_EXERCISE DETAILS_
Can you show every line below that contains the word "cluster", copied in full? Case counts, so only matches with the same capitalization qualify.

☆ ☆ ☆

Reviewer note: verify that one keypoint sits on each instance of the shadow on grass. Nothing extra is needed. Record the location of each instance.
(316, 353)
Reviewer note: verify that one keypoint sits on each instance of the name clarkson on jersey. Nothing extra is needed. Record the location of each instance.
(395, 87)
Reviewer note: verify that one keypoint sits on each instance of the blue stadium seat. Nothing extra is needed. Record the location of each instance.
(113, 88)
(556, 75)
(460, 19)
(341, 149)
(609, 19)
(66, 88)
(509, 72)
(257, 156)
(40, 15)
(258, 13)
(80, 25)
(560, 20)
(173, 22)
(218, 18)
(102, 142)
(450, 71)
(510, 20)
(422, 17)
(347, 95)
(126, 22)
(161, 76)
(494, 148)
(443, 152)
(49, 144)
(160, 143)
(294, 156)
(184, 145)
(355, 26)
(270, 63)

☆ ☆ ☆

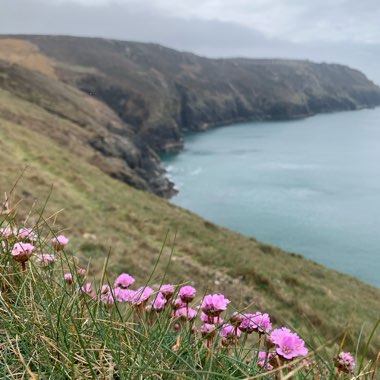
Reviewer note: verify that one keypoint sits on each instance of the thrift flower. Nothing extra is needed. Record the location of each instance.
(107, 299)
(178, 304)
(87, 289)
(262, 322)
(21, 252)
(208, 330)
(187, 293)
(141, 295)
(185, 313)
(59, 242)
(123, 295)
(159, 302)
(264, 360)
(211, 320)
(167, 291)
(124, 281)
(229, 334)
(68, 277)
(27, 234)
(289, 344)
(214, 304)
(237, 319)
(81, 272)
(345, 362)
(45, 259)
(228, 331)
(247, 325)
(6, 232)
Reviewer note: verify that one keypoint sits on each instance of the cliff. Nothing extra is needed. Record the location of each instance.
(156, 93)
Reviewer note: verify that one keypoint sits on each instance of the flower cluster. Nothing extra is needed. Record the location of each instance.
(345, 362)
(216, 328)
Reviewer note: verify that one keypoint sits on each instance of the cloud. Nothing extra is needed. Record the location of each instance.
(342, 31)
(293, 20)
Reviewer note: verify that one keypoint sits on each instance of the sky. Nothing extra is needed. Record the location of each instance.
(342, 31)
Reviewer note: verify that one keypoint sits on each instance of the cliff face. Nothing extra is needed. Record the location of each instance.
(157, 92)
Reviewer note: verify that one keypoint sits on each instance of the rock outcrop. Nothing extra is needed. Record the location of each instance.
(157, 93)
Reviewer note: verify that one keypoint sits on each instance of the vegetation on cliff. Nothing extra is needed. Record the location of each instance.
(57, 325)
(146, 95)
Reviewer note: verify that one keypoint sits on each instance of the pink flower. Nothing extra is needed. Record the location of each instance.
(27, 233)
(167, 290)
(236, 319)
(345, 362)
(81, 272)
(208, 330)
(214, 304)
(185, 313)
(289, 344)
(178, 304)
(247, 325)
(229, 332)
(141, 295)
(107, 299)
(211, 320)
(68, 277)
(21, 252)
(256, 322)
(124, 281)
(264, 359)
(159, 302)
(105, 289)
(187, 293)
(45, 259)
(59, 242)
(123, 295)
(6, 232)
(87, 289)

☆ ☆ ☆

_SOLUTION_
Reviewer note: verify that one keypoint sits on each instance of the flower cluster. Nothing extra is needed. Record the location of each instance.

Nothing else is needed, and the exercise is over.